[Start RECORDS PROVIDED]

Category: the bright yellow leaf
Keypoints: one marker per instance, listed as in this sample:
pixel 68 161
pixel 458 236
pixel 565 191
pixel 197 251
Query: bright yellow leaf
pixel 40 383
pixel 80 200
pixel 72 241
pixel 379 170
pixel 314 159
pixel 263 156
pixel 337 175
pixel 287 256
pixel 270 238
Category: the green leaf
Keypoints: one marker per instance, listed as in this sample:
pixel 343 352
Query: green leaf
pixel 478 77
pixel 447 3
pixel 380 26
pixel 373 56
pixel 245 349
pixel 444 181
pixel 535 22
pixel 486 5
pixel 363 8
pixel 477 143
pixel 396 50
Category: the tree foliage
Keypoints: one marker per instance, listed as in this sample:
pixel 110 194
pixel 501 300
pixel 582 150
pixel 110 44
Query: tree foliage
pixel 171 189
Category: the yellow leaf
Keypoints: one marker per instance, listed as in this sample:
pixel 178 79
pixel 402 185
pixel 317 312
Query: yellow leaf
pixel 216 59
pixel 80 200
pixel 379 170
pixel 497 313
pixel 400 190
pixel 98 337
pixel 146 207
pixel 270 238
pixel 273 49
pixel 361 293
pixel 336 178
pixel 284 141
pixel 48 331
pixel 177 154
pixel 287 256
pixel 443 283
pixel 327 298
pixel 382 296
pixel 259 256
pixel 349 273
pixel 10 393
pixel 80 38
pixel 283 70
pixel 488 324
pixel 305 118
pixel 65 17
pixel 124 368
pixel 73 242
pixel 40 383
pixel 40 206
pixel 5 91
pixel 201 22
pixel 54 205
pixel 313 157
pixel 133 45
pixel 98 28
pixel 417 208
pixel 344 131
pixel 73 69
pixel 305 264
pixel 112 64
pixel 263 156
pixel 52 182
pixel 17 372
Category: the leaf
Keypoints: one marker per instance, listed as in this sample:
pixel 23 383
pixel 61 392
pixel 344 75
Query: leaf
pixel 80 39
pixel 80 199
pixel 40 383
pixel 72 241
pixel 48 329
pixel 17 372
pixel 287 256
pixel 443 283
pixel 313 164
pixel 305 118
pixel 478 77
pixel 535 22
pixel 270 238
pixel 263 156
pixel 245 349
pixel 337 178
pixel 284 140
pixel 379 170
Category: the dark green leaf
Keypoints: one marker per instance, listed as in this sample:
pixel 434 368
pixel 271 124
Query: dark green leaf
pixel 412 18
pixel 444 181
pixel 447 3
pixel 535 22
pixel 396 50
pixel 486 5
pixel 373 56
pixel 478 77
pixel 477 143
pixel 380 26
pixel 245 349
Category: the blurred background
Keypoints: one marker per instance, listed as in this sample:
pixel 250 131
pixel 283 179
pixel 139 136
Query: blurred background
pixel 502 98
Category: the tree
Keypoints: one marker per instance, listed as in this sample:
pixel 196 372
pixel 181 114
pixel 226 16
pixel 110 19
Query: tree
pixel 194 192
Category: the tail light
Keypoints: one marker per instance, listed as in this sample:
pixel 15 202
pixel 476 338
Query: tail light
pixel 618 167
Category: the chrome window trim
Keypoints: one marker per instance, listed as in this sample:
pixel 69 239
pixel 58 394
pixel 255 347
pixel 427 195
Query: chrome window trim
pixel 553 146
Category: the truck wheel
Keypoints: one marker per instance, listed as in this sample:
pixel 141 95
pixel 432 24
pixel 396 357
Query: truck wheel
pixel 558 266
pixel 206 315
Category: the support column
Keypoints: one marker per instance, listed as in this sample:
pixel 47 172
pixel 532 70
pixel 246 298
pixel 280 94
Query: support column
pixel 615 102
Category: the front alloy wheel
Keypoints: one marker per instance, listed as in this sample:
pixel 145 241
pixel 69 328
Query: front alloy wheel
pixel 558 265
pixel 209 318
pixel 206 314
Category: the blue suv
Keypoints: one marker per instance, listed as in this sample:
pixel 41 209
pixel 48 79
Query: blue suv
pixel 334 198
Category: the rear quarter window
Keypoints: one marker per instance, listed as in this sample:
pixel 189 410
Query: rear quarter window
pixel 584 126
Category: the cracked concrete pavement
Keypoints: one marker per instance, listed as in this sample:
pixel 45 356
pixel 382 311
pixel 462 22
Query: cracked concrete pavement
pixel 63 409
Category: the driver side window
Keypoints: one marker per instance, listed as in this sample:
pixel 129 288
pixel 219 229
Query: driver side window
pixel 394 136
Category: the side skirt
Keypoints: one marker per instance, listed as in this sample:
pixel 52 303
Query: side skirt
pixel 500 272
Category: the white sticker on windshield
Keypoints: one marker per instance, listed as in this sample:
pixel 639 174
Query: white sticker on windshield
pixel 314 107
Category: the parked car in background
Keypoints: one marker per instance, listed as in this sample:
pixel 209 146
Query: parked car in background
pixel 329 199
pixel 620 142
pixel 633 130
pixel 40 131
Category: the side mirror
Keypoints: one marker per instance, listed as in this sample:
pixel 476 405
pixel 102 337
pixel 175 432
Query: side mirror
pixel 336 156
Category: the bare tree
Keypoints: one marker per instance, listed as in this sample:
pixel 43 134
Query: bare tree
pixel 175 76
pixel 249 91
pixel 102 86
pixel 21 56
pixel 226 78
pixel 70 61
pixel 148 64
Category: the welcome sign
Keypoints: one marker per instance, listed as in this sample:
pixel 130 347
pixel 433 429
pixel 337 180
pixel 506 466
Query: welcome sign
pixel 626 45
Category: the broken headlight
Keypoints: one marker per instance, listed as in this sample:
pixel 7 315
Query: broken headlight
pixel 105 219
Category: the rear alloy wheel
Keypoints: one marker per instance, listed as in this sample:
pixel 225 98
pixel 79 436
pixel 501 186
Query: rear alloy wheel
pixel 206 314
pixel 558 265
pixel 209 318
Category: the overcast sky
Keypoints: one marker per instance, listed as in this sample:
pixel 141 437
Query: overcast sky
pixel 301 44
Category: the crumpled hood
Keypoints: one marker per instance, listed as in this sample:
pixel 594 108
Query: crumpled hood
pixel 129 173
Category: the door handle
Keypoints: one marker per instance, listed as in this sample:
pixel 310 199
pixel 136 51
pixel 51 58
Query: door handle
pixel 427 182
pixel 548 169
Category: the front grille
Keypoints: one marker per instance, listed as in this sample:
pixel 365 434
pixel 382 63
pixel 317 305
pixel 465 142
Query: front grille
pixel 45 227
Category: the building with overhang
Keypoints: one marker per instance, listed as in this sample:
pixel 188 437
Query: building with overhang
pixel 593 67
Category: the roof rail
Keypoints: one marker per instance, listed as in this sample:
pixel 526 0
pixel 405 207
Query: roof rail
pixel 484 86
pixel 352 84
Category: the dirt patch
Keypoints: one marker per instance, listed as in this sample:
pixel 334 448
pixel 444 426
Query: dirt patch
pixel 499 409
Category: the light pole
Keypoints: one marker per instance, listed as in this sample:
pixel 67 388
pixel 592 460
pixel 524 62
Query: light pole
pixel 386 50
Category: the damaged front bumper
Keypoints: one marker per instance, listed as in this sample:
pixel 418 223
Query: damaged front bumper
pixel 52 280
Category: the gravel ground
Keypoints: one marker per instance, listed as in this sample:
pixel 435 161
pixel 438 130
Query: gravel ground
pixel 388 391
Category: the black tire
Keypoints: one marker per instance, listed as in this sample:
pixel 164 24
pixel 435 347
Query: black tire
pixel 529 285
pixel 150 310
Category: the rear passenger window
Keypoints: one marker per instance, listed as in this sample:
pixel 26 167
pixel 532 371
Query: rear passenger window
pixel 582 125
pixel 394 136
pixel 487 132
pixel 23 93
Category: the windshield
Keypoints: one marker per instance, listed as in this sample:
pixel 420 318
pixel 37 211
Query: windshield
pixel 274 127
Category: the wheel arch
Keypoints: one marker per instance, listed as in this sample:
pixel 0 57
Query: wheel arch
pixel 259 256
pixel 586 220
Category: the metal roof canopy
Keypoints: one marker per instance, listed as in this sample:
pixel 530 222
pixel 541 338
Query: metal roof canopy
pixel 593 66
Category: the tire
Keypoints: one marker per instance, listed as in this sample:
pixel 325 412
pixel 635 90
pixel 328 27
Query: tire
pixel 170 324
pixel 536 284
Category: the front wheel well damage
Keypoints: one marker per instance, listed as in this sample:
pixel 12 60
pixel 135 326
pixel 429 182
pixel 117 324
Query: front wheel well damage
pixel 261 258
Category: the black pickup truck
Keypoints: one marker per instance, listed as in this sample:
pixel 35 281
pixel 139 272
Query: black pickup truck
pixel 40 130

[End RECORDS PROVIDED]

■ INSTRUCTIONS TO FOLLOW
Reproduce verbatim the entries from the line containing "Category: the crumpled hood" to the line containing "pixel 52 280", inclusive of both.

■ SOLUTION
Category: the crumpled hood
Keypoints: one marker per instance, listed as in this sample:
pixel 594 108
Query: crumpled hood
pixel 129 173
Category: the door handle
Keypoints: one marker per instance, listed as in this sample:
pixel 310 199
pixel 136 51
pixel 51 58
Query: door handle
pixel 427 182
pixel 548 169
Category: the front grille
Keypoints: one marker per instance, listed as in this sample:
pixel 365 434
pixel 382 63
pixel 317 305
pixel 465 142
Query: front grille
pixel 45 227
Category: the building with overhang
Keypoints: one marker per instance, listed as in this sample:
pixel 188 437
Query: building with overhang
pixel 593 67
Category: the roof rail
Keypoints: one marker per instance, listed as in this sample:
pixel 526 0
pixel 405 207
Query: roof rail
pixel 484 86
pixel 352 84
Category: the dirt patch
Keypoints: one marker per instance, listed as in this sample:
pixel 334 448
pixel 444 426
Query: dirt patch
pixel 499 409
Category: the light pole
Keypoints: one marker per instance, listed as in this sample:
pixel 67 388
pixel 592 460
pixel 524 62
Query: light pole
pixel 386 50
Category: the damaged front bumper
Keypoints: one marker per instance, listed as in this sample:
pixel 418 223
Query: damaged front bumper
pixel 52 280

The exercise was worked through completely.